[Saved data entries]
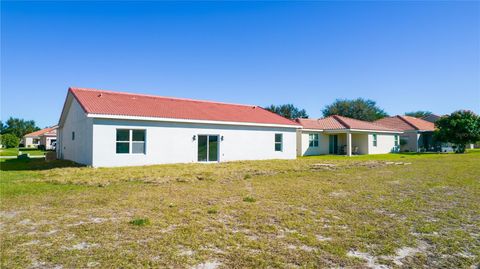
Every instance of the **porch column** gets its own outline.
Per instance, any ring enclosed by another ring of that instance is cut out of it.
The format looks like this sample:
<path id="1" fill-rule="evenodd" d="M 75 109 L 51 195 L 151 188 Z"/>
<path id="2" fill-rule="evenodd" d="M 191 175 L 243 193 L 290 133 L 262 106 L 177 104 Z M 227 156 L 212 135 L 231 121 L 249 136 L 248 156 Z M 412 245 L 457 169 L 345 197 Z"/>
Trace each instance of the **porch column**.
<path id="1" fill-rule="evenodd" d="M 347 156 L 352 156 L 352 134 L 347 132 Z"/>

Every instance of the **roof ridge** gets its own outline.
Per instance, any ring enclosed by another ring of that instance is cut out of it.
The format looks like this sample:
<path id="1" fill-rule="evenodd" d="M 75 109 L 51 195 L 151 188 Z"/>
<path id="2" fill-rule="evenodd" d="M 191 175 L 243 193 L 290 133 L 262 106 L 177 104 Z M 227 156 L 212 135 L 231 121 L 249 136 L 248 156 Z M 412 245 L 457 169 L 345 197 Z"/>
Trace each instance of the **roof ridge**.
<path id="1" fill-rule="evenodd" d="M 337 119 L 338 121 L 340 121 L 340 123 L 342 123 L 343 125 L 345 125 L 348 129 L 352 129 L 352 127 L 351 127 L 351 125 L 347 124 L 344 119 L 349 119 L 349 120 L 352 120 L 352 121 L 357 121 L 357 122 L 361 122 L 361 123 L 371 124 L 371 125 L 373 125 L 373 126 L 385 128 L 385 129 L 390 130 L 390 131 L 397 131 L 397 129 L 390 128 L 390 127 L 387 127 L 387 126 L 384 126 L 384 125 L 382 125 L 382 124 L 375 123 L 375 122 L 372 122 L 372 121 L 359 120 L 359 119 L 349 118 L 349 117 L 340 116 L 340 115 L 333 115 L 333 116 L 335 116 L 335 119 Z"/>
<path id="2" fill-rule="evenodd" d="M 37 131 L 34 131 L 34 132 L 30 132 L 28 134 L 24 134 L 23 136 L 31 136 L 32 134 L 35 134 L 35 136 L 37 135 L 42 135 L 42 134 L 45 134 L 45 133 L 48 133 L 50 131 L 53 131 L 55 129 L 57 129 L 58 126 L 57 125 L 52 125 L 50 127 L 45 127 L 45 128 L 42 128 L 40 130 L 37 130 Z"/>
<path id="3" fill-rule="evenodd" d="M 349 124 L 347 124 L 343 119 L 341 119 L 340 115 L 332 115 L 331 117 L 339 121 L 340 124 L 343 125 L 345 128 L 352 129 L 352 127 Z"/>
<path id="4" fill-rule="evenodd" d="M 415 130 L 420 130 L 420 128 L 418 128 L 415 124 L 411 123 L 410 121 L 408 121 L 404 116 L 402 115 L 396 115 L 395 117 L 398 117 L 399 119 L 401 119 L 402 121 L 404 121 L 405 123 L 407 123 L 408 125 L 412 126 L 413 128 L 415 128 Z"/>
<path id="5" fill-rule="evenodd" d="M 132 93 L 132 92 L 119 92 L 112 90 L 102 90 L 94 88 L 80 88 L 80 87 L 69 87 L 70 91 L 90 91 L 90 92 L 99 92 L 99 93 L 110 93 L 110 94 L 121 94 L 121 95 L 131 95 L 131 96 L 141 96 L 148 98 L 161 98 L 161 99 L 170 99 L 170 100 L 179 100 L 179 101 L 189 101 L 189 102 L 198 102 L 198 103 L 211 103 L 219 105 L 234 105 L 234 106 L 246 106 L 246 107 L 260 107 L 258 105 L 248 105 L 248 104 L 237 104 L 237 103 L 228 103 L 228 102 L 218 102 L 210 100 L 200 100 L 200 99 L 191 99 L 191 98 L 181 98 L 181 97 L 170 97 L 170 96 L 161 96 L 154 94 L 144 94 L 144 93 Z"/>

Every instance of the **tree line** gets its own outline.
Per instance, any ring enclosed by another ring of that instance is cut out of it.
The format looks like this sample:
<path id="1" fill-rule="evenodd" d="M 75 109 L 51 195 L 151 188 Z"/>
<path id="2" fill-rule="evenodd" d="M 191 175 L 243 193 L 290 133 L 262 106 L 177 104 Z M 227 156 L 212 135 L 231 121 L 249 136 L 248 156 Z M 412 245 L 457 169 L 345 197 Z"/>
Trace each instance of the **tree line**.
<path id="1" fill-rule="evenodd" d="M 0 142 L 6 148 L 18 147 L 24 135 L 38 130 L 33 120 L 10 117 L 5 123 L 0 121 Z"/>
<path id="2" fill-rule="evenodd" d="M 298 108 L 293 104 L 270 105 L 265 107 L 265 109 L 277 113 L 287 119 L 308 118 L 305 109 Z M 322 114 L 324 117 L 340 115 L 364 121 L 375 121 L 389 116 L 385 110 L 377 106 L 375 101 L 363 98 L 353 100 L 337 99 L 332 104 L 325 106 L 322 110 Z M 432 112 L 423 110 L 405 112 L 406 116 L 412 116 L 415 118 L 423 118 L 431 114 Z"/>
<path id="3" fill-rule="evenodd" d="M 270 105 L 265 109 L 288 118 L 308 118 L 305 109 L 298 108 L 293 104 Z M 370 99 L 357 98 L 353 100 L 337 99 L 322 110 L 324 117 L 340 115 L 363 121 L 375 121 L 388 117 L 388 113 L 377 106 L 376 102 Z M 406 116 L 423 118 L 431 115 L 430 111 L 406 112 Z M 457 145 L 456 152 L 465 152 L 466 144 L 480 141 L 480 117 L 472 111 L 459 110 L 444 115 L 435 122 L 434 137 L 437 141 L 448 142 Z"/>

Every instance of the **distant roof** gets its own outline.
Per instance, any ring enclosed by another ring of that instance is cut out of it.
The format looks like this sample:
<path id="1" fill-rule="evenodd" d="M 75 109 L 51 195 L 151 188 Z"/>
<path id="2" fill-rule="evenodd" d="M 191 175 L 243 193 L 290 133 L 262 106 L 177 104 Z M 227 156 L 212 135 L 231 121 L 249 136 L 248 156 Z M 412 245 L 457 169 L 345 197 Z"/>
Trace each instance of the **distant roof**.
<path id="1" fill-rule="evenodd" d="M 422 117 L 422 120 L 426 120 L 426 121 L 429 121 L 429 122 L 433 122 L 435 123 L 438 119 L 440 119 L 441 116 L 439 115 L 435 115 L 435 114 L 428 114 L 426 116 L 423 116 Z"/>
<path id="2" fill-rule="evenodd" d="M 375 121 L 375 123 L 388 128 L 401 131 L 434 131 L 435 125 L 432 122 L 422 120 L 411 116 L 393 116 Z"/>
<path id="3" fill-rule="evenodd" d="M 373 122 L 356 120 L 339 115 L 329 116 L 323 119 L 297 119 L 305 129 L 316 130 L 371 130 L 371 131 L 398 131 L 393 128 L 382 126 Z"/>
<path id="4" fill-rule="evenodd" d="M 264 108 L 155 95 L 70 88 L 89 114 L 298 126 Z"/>
<path id="5" fill-rule="evenodd" d="M 28 133 L 24 136 L 37 137 L 37 136 L 41 136 L 41 135 L 56 135 L 57 134 L 57 128 L 58 128 L 58 126 L 55 125 L 55 126 L 52 126 L 52 127 L 42 129 L 42 130 L 38 130 L 38 131 L 35 131 L 35 132 Z"/>

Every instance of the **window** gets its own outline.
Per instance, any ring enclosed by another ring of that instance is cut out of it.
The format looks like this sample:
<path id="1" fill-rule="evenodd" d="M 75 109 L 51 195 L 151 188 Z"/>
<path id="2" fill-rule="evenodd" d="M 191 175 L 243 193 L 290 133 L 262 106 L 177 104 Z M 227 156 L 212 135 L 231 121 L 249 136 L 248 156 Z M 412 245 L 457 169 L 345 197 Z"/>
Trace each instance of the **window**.
<path id="1" fill-rule="evenodd" d="M 33 138 L 32 139 L 32 144 L 34 144 L 34 145 L 38 145 L 39 142 L 40 142 L 40 139 L 38 139 L 38 138 Z"/>
<path id="2" fill-rule="evenodd" d="M 373 146 L 374 147 L 377 146 L 377 135 L 376 134 L 373 134 Z"/>
<path id="3" fill-rule="evenodd" d="M 308 146 L 309 147 L 318 147 L 318 134 L 309 134 L 308 135 Z"/>
<path id="4" fill-rule="evenodd" d="M 145 130 L 132 130 L 132 153 L 145 153 Z"/>
<path id="5" fill-rule="evenodd" d="M 275 134 L 275 151 L 283 150 L 283 134 Z"/>
<path id="6" fill-rule="evenodd" d="M 116 152 L 145 154 L 145 130 L 117 129 Z"/>
<path id="7" fill-rule="evenodd" d="M 398 135 L 395 135 L 395 147 L 398 147 L 399 144 Z"/>
<path id="8" fill-rule="evenodd" d="M 75 140 L 75 132 L 72 132 L 72 140 Z"/>
<path id="9" fill-rule="evenodd" d="M 130 153 L 130 130 L 117 130 L 117 153 Z"/>

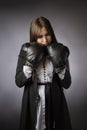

## PROBLEM STATEMENT:
Those lines above that contain the string "gets" should be returned.

## TASK ANSWER:
Every instance of the **porch column** gets its own outline.
Every instance of the **roof ridge** gets its own outline.
Every instance of the **tree line** gets its own outline.
Every instance of the **distant roof** gets its own outline.
Every instance of the **window** gets its own outline.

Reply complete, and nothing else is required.